==== WORKING DATA
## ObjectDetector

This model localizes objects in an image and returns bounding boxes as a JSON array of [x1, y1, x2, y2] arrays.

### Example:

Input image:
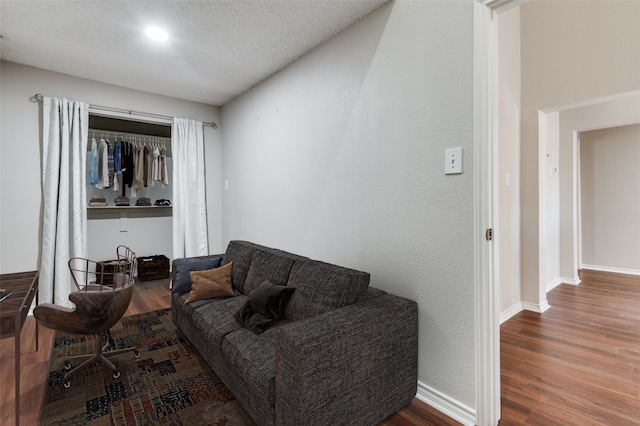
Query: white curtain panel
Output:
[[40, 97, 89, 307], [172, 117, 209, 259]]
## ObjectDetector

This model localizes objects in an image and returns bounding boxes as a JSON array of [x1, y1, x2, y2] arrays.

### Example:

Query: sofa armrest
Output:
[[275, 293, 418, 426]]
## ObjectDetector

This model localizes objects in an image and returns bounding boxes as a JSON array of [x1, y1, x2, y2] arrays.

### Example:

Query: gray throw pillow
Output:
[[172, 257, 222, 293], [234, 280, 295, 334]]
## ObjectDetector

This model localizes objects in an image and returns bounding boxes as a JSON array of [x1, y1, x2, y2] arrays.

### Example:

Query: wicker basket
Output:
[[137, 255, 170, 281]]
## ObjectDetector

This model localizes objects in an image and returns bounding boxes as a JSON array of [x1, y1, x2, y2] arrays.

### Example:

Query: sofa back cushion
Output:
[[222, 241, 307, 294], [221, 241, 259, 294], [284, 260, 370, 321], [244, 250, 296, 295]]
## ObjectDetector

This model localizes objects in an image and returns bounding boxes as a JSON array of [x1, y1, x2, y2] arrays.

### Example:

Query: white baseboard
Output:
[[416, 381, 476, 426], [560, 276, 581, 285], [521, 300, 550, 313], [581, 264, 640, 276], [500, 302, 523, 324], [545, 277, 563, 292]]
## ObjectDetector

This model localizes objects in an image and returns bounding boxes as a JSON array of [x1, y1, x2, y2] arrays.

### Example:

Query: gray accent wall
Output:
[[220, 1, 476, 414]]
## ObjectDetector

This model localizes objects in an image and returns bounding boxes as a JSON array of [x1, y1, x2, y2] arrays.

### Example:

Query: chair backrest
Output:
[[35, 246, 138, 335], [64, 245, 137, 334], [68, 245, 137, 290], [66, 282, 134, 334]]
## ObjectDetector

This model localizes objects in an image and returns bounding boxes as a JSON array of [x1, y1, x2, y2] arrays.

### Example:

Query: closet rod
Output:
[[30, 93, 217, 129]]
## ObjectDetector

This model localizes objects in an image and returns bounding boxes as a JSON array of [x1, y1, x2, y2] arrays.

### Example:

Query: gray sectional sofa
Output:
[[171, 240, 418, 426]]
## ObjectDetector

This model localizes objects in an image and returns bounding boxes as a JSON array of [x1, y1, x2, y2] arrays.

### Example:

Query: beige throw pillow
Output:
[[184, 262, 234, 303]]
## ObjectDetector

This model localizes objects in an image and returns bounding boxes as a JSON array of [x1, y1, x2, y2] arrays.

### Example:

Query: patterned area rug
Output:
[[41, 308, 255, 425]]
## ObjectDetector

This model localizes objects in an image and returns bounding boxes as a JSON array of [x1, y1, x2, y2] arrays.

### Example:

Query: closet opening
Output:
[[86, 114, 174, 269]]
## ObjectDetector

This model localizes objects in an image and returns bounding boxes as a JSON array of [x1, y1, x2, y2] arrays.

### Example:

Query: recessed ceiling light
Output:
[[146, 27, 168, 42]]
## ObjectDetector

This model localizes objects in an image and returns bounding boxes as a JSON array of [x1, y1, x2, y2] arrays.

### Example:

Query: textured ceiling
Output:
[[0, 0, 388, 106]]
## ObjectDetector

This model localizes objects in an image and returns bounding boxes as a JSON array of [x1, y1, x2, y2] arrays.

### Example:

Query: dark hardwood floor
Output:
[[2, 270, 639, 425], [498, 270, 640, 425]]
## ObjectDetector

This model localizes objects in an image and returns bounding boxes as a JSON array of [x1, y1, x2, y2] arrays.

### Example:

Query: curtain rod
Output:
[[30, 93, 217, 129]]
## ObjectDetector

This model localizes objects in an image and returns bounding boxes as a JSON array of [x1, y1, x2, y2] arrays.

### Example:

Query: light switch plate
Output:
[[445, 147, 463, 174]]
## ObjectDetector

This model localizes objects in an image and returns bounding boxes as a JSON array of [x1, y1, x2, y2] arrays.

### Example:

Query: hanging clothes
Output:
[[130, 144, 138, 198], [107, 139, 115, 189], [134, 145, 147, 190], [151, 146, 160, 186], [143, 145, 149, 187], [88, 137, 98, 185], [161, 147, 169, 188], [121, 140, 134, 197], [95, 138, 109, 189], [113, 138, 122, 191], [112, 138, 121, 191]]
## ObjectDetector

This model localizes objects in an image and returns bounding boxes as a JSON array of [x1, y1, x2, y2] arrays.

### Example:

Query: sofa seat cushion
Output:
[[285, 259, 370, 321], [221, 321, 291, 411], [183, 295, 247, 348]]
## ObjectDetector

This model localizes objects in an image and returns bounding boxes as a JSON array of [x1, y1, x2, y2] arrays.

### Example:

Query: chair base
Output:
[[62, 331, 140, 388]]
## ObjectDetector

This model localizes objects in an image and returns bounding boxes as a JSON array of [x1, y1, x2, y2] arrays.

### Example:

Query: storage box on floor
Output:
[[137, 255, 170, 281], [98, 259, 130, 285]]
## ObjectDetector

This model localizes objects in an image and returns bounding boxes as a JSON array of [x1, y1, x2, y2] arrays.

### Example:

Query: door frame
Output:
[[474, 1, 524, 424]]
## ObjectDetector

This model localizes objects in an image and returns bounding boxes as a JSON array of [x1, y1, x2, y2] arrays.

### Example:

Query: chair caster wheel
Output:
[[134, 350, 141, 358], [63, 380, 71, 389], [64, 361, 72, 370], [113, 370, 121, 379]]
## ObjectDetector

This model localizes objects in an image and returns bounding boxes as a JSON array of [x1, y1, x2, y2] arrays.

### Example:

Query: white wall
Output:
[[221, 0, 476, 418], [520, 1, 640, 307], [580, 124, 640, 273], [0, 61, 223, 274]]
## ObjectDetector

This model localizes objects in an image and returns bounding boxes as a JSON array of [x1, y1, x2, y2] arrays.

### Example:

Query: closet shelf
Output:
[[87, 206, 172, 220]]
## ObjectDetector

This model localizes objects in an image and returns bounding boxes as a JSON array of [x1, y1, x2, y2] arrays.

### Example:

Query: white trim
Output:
========
* [WORK REQUIRED] Return all records verbatim and drop the pictures.

* [OUTPUT FOR THIS TASK]
## ObjectDetector

This model localizes objects in an image and returns bounding boxes as a JSON array of [x1, y1, x2, y2] arrays.

### Example:

Input image:
Query: white curtain panel
Output:
[[40, 97, 89, 307], [172, 117, 209, 259]]
## ObjectDetector

This model localizes objects in an image and returns bounding boxes as a JSON array of [x1, y1, x2, y2] arrays.

### Example:

Query: sofa armrest
Output:
[[275, 293, 418, 426]]
## ObjectDetector

This model localizes objects in an image and returns bounding boxes as a JSON array of [x1, y1, x2, y2] arrays.

### Example:

Query: gray throw pillow
Output:
[[172, 257, 222, 293], [234, 280, 295, 334]]
## ObjectDetector

This model localizes objects in an image and returns bounding boxes as a JSON array of [x1, y1, x2, y2] arrays.

### Example:

Query: wicker basket
Output:
[[137, 255, 170, 281]]
## ObjectDetector

This model localizes objects in an image and returns bounding boxes as a JSON array of [x1, y1, x2, y2] arrays.

### Example:

Query: sofa back cushion
Output:
[[222, 241, 307, 294], [221, 241, 259, 294], [284, 260, 370, 321], [244, 250, 296, 295]]
## ObjectDetector

This model localizes objects in an image and returns bounding boxes as a JSON array of [x1, y1, x2, y2] arrays.

### Example:

Query: white baseboard
Output:
[[416, 381, 476, 426], [560, 276, 581, 285], [521, 300, 550, 313], [581, 264, 640, 276], [500, 302, 523, 324], [545, 277, 563, 292]]
## ObjectDetector

This model localizes objects in an image and returns bounding boxes as a JSON array of [x1, y1, x2, y2] arrays.

### Example:

Query: gray accent wall
Output:
[[220, 1, 476, 414]]
## ObjectDetector

This model localizes objects in an image and returns bounding boxes as a JSON array of [x1, y1, x2, y2] arrays.

### Example:

Query: chair backrest
Output:
[[35, 246, 138, 335], [64, 245, 137, 334], [68, 245, 137, 290], [66, 282, 134, 334]]
## ObjectDetector

This model localizes objects in an image and returns bounding boxes as a JSON array of [x1, y1, x2, y2] arrays.

### Example:

Query: closet rod
Output:
[[30, 93, 217, 129]]
## ObjectDetector

This model localizes objects in an image and returns bounding boxes as a JSON array of [x1, y1, x2, y2] arrays.

### Example:

Query: gray sectional sofa
Output:
[[171, 240, 418, 426]]
## ObjectDetector

This model localizes objects in an image and returns bounding boxes as a JSON array of [x1, y1, x2, y2] arrays.

### Example:

Query: beige throw pillow
Output:
[[184, 262, 234, 303]]
## ObjectDetector

This model localizes objects in an image and returns bounding boxes as a JSON array of [x1, y1, x2, y2] arrays.

### Example:

Query: patterned area rug
Output:
[[41, 308, 255, 425]]
## ObjectDetector

This model localizes objects in an image and returns bounding boxes as a JSON array of [x1, y1, x2, y2] arrays.

### Example:

Query: closet opening
Output:
[[86, 114, 174, 269]]
## ObjectDetector

This model localizes objects in an image and returns bounding boxes as a JSON array of [x1, y1, x2, y2] arrays.

### Example:

Query: recessed ceiling light
Output:
[[146, 27, 168, 42]]
## ObjectDetector

This model localizes objects in an image and returns bounding boxes as a JSON array of [x1, y1, x2, y2] arrays.

### Example:

Query: textured ceiling
Output:
[[0, 0, 388, 106]]
## ObjectDetector

This model localizes objects in an image and returns bounding boxes as a JSON array of [x1, y1, x2, y2] arrays.

### Example:

Query: dark hardwood floor
Output:
[[2, 270, 639, 425], [498, 270, 640, 425]]
## ObjectDetector

This model localizes objects in an image and returns bounding boxes as a JSON array of [x1, y1, x2, y2] arrays.

### Example:

Query: curtain rod
Output:
[[30, 93, 217, 129]]
## ObjectDetector

This model localizes objects in an image and returns bounding boxes as a JSON array of [x1, y1, x2, y2] arrays.

### Example:

Query: light switch plate
Output:
[[445, 147, 463, 174]]
## ObjectDetector

This model localizes objects in an image and returns bounding boxes as a JSON array of [x1, y1, x2, y2] arrays.

### Example:

Query: hanging clothes
Output:
[[130, 144, 138, 198], [107, 139, 115, 189], [134, 145, 147, 190], [151, 146, 160, 186], [143, 145, 149, 187], [88, 137, 98, 185], [161, 147, 169, 188], [121, 140, 134, 197], [95, 138, 109, 189], [113, 138, 122, 191], [112, 138, 121, 191]]
## ObjectDetector

This model localizes objects in an image and returns bounding boxes as a JSON array of [x1, y1, x2, y2] arrays.

### Example:

Query: sofa seat cushion
Output:
[[285, 259, 370, 321], [221, 321, 291, 411], [183, 295, 247, 348]]
## ObjectDetector

This model localizes objects in an image and returns bounding boxes as a JSON array of [x1, y1, x2, y2] arrays.

### Example:

Query: chair base
Output:
[[62, 331, 140, 388]]
## ObjectDetector

This model localizes objects in an image and returns bounding boxes as a JSON array of [x1, y1, x2, y2] arrays.

### Example:

Query: storage box on floor
Output:
[[137, 255, 170, 281], [98, 259, 130, 285]]
## ObjectDetector

This model localizes objects in an image and returns bounding boxes as a JSON array of [x1, y1, x2, y2] arrays.

### Example:

Query: door frame
Output:
[[474, 1, 524, 424]]
## ObjectDetector

This model localizes objects in an image and returns bounding boxes as a JSON array of [x1, y1, x2, y2] arrays.

### Example:

Query: chair caster wheel
Output:
[[134, 350, 141, 358], [63, 380, 71, 389], [64, 361, 72, 370], [113, 370, 121, 379]]
## ObjectDetector

This model localizes objects in an image and returns bounding boxes as a JSON array of [x1, y1, x2, y2] arrays.

### Example:

Query: white wall
Output:
[[221, 0, 476, 418], [520, 1, 640, 307], [580, 124, 640, 273], [0, 61, 223, 274]]
## ObjectDetector

This model localizes objects in an image and returns bounding boxes as a JSON array of [x1, y1, x2, y2] arrays.

### Example:

Query: closet shelf
Output:
[[87, 206, 172, 220]]
## ObjectDetector

This model localizes objects in an image and returns bounding boxes as a JSON array of [x1, y1, x2, y2] arrays.

### Example:

Query: white trim
Output:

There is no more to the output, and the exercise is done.